* [Text extract]
========
So do all children hit these days? RSS feed

Anonymous
The last two families I've nannied for have been for young children who haven't hesitated to hit, kick, and sometimes even bite whenever the smallest thing doesn't go their way. In all my years I've never seen this quite like I am now. I'd encounter it as a passing phase, but most parents quickly nipped it in the bud. Now, with my current family I'm getting hit almost every day. The last family I had was very similar.
As for what I do about it - I've always taken the approach of communication with parents, and following their lead with discipline. The problem is their discipline approach is "barely any discipline"... time outs (which they can't get the kids to stay in), and gentle explanation. Those are only disciplines I've seen these last few years, and it seems to be a popular thing now to never dare be somewhat "mean" (disciplinarian) to your child. Which is leaving me trying to pick up the pieces...and not get bruised.
========
* [Record set]
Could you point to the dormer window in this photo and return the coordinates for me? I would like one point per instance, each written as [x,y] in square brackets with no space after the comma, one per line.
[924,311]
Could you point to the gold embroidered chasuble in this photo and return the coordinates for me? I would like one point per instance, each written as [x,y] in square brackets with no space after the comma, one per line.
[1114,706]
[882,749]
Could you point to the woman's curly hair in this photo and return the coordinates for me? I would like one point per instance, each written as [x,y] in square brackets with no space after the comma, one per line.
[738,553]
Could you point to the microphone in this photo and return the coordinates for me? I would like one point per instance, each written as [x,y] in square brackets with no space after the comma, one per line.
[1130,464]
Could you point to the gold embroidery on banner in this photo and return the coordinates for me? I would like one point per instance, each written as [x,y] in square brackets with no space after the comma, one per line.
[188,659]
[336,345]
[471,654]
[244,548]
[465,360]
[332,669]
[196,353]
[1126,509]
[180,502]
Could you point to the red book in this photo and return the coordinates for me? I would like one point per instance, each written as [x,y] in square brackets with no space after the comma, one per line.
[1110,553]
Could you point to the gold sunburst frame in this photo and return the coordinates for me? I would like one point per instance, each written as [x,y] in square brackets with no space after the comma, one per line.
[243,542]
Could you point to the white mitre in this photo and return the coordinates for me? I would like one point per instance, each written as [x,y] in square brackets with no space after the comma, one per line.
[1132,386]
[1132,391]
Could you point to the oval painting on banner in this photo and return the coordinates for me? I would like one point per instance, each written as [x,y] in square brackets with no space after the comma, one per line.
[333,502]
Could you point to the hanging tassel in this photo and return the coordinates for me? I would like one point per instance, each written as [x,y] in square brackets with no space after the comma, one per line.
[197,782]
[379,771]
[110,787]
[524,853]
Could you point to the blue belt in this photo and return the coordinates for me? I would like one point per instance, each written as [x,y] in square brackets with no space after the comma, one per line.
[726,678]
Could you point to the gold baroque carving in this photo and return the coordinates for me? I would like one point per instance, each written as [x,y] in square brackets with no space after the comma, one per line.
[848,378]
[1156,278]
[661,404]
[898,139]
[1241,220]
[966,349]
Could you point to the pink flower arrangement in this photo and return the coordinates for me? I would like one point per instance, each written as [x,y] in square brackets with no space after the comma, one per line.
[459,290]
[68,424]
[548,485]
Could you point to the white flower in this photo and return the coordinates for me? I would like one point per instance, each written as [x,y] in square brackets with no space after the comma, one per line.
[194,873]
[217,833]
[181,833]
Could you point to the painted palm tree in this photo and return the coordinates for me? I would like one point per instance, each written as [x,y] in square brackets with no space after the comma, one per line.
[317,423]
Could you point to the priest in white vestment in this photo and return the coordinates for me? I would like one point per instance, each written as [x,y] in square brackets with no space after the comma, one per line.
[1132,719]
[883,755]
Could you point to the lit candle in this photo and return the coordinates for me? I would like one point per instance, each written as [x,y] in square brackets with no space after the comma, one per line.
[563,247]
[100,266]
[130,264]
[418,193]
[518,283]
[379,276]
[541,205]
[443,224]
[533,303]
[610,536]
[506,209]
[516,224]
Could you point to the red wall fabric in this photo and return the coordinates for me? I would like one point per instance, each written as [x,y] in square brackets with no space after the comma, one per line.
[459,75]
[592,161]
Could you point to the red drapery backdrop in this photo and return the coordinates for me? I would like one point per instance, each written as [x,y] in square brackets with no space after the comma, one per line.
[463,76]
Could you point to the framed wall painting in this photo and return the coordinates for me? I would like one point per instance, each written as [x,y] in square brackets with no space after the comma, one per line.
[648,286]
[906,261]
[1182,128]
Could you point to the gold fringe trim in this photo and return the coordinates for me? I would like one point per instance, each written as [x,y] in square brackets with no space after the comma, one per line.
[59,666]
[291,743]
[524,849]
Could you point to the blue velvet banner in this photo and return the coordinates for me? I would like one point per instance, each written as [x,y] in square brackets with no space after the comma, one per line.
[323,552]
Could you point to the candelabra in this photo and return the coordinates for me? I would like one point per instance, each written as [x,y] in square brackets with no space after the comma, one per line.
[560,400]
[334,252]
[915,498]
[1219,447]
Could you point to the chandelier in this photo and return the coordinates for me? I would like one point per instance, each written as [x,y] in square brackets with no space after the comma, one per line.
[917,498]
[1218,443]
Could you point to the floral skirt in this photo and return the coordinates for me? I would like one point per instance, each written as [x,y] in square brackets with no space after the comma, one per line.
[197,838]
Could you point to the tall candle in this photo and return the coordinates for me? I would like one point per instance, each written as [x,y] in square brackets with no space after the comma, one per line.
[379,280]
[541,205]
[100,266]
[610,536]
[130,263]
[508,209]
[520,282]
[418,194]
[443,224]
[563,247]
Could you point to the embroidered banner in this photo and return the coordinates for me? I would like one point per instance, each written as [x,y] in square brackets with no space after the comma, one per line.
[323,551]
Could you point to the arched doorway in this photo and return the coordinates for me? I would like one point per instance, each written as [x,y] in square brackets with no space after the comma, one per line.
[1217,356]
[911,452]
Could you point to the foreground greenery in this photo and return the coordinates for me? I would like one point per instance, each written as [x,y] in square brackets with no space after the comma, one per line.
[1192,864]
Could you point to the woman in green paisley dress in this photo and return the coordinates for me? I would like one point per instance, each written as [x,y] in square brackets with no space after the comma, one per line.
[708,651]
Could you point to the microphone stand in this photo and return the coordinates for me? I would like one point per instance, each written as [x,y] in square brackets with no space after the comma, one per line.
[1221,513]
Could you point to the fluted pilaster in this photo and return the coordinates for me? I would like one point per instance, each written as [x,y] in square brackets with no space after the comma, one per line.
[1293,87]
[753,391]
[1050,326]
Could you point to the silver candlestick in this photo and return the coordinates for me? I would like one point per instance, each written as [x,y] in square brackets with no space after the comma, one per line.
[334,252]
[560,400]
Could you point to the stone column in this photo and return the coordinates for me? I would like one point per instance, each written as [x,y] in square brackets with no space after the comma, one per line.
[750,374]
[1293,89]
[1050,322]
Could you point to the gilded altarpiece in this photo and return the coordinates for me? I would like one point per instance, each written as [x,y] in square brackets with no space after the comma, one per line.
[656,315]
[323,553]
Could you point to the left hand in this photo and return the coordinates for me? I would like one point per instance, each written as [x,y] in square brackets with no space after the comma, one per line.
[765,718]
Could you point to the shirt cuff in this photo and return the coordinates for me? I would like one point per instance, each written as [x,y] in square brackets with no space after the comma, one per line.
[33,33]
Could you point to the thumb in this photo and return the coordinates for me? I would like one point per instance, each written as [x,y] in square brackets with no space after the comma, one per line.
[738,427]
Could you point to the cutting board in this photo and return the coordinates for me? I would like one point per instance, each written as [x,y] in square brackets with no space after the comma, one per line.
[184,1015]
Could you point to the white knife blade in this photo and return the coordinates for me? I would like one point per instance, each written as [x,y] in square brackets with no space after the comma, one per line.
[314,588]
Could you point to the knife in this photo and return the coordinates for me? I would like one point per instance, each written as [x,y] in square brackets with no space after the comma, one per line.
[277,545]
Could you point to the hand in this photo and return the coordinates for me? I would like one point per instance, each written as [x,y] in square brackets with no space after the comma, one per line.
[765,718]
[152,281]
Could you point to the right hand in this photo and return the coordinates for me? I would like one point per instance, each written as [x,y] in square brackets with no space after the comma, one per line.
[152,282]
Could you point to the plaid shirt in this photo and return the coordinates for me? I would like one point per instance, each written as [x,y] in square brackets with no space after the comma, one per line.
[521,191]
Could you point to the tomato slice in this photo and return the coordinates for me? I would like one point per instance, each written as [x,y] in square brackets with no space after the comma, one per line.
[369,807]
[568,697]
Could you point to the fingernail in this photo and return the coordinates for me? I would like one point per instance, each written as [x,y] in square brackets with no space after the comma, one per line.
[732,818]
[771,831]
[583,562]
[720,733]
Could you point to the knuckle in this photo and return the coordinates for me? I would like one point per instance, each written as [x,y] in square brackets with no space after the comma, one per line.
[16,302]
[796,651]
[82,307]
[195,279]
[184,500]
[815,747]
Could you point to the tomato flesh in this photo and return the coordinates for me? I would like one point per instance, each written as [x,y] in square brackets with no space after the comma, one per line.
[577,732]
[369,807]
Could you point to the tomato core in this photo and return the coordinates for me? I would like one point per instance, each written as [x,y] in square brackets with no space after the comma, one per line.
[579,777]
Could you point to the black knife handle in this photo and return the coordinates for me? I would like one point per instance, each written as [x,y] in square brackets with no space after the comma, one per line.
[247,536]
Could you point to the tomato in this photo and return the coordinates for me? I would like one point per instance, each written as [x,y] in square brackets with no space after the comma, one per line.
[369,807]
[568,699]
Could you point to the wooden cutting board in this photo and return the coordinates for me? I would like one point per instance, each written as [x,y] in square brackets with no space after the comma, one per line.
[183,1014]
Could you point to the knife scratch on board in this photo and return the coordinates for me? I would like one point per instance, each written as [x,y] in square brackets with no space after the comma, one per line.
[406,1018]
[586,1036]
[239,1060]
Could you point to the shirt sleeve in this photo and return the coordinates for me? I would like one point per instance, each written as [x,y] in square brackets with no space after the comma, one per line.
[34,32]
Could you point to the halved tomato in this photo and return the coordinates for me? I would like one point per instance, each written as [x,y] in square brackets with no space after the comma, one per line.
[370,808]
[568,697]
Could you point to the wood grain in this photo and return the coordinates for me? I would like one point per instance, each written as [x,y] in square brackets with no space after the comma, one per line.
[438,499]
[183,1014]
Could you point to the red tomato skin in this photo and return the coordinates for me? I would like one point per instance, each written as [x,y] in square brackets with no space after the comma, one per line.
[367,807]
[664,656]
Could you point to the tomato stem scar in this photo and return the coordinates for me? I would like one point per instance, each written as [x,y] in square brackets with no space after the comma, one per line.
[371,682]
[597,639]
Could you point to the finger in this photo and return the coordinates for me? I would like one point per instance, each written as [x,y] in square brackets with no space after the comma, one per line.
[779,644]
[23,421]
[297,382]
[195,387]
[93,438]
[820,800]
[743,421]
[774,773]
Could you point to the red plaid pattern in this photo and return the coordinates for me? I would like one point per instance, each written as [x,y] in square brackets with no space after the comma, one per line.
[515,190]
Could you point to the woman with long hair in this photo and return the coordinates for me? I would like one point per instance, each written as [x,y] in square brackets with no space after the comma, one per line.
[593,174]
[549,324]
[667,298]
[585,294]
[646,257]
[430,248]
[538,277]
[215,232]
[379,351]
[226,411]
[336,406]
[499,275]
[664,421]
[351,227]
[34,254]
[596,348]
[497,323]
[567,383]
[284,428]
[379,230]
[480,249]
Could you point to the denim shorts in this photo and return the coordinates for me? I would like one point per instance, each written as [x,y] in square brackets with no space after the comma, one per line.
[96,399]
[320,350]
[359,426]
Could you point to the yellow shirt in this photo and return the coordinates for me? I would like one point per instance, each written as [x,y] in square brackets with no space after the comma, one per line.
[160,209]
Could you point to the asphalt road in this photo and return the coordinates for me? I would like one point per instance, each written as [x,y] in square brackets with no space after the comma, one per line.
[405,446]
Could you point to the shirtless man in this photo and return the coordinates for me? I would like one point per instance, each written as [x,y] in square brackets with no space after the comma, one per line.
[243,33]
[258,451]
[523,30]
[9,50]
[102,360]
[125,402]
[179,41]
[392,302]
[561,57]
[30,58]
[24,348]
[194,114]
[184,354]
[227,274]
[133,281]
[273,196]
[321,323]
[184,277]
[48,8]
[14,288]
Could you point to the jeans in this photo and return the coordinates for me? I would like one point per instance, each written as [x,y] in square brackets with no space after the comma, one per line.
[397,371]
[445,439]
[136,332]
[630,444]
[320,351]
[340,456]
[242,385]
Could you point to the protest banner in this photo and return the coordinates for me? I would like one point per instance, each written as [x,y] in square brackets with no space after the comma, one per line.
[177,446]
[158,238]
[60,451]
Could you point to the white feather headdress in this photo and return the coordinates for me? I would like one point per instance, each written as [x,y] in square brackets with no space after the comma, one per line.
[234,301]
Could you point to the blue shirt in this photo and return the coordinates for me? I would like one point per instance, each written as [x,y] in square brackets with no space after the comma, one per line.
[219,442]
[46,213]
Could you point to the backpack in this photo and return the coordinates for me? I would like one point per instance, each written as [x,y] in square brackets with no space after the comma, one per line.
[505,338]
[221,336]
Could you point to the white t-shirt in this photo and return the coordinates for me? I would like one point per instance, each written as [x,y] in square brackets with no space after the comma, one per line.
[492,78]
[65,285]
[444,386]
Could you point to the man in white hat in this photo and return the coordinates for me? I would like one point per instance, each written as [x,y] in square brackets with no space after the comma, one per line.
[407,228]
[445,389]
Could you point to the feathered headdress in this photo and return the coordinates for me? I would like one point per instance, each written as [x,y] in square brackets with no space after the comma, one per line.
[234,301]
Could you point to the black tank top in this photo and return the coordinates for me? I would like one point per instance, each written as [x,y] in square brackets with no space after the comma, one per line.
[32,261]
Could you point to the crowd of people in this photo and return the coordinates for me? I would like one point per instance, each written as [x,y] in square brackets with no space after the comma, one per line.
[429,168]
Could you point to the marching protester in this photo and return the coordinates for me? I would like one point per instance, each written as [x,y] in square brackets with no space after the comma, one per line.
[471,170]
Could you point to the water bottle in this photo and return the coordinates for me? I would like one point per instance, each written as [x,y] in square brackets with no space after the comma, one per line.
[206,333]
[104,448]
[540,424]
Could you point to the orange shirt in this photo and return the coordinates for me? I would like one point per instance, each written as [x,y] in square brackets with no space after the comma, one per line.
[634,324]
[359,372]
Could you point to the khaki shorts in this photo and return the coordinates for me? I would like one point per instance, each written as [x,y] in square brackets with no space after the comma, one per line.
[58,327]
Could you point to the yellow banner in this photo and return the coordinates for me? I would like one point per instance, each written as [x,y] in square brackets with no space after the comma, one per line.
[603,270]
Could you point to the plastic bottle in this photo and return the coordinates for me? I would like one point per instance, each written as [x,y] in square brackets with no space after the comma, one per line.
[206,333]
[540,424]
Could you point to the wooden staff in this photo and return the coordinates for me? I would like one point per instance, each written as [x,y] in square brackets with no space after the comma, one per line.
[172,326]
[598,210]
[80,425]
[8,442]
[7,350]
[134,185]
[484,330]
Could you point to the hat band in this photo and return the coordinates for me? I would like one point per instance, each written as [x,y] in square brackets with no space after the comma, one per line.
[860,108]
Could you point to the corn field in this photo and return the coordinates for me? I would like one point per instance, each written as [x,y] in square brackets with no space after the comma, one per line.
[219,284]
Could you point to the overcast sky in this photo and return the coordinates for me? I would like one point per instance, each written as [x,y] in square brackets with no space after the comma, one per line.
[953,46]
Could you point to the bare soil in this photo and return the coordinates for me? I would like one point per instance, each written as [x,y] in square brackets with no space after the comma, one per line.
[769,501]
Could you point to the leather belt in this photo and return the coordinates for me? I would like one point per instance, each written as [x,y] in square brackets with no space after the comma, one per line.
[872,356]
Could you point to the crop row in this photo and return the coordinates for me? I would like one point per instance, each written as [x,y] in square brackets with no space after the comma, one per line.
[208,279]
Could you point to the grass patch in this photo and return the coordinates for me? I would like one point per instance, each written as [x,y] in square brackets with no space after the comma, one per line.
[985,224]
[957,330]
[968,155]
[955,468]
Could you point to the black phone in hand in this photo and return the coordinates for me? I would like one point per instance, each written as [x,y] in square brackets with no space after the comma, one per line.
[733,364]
========
* [Required actions]
- a) Find every line in the records that contains the word "embroidered" and copy each of those lines. Match case exactly.
- b) Extend the forum post about young children hitting their nanny, starting right after its final sentence.

* [Results of the tasks]
- a)
Could you point to the gold embroidered chasuble in this photo and return the coordinates for me? I would like one point per instance, each written as [x,y] in square brackets with no space after the comma, one per line.
Could you point to the embroidered banner in this photo and return the coordinates for me? I would like one point per instance, each written as [x,y] in square brackets with no space after the comma, one per line.

- b)
Is this common now?
Anonymous
The lack of appropriate parental attention is causing the children's bad behavior. Both parents are too tired to do much of anything after an exhausting day at the office.

If a child tried to hit me, it'd be the first and last time. I do a very effective "look" that so far has always worked. Maybe get another job with younger children who haven't yet start down the angry path of hitting and biting. It's NOT normal behavior.
Anonymous
You and the parents have to team up on this. Talk to the kids when they are not angry and exhibiting this bad behavior. Do it over lunch, bath time, during car ride, or while at park. Talk about the consequences: no one will want to be their friends if they hit, they hurt you, …things like that. If they are angry send them in a calm down corner and ask them to return when they are calm and ready to be friendly. Don't use time out too much, it's been proven it isn't very effective.
Anonymous
Yes. We have decided as a generation to let our children hit adults and never discipline them. I'm sorry you weren't invited to the meeting.
Anonymous
I've seen tons of parents lately who state in their profiles that they don't even say no to their children, and I simply won't apply. At this point, I ask about discipline in the first interview, because I'm not willing to walk into a situation where the kids have no idea how to listen or have any self-control.
Anonymous
Yep. Most absentee parents have no clue how to parent.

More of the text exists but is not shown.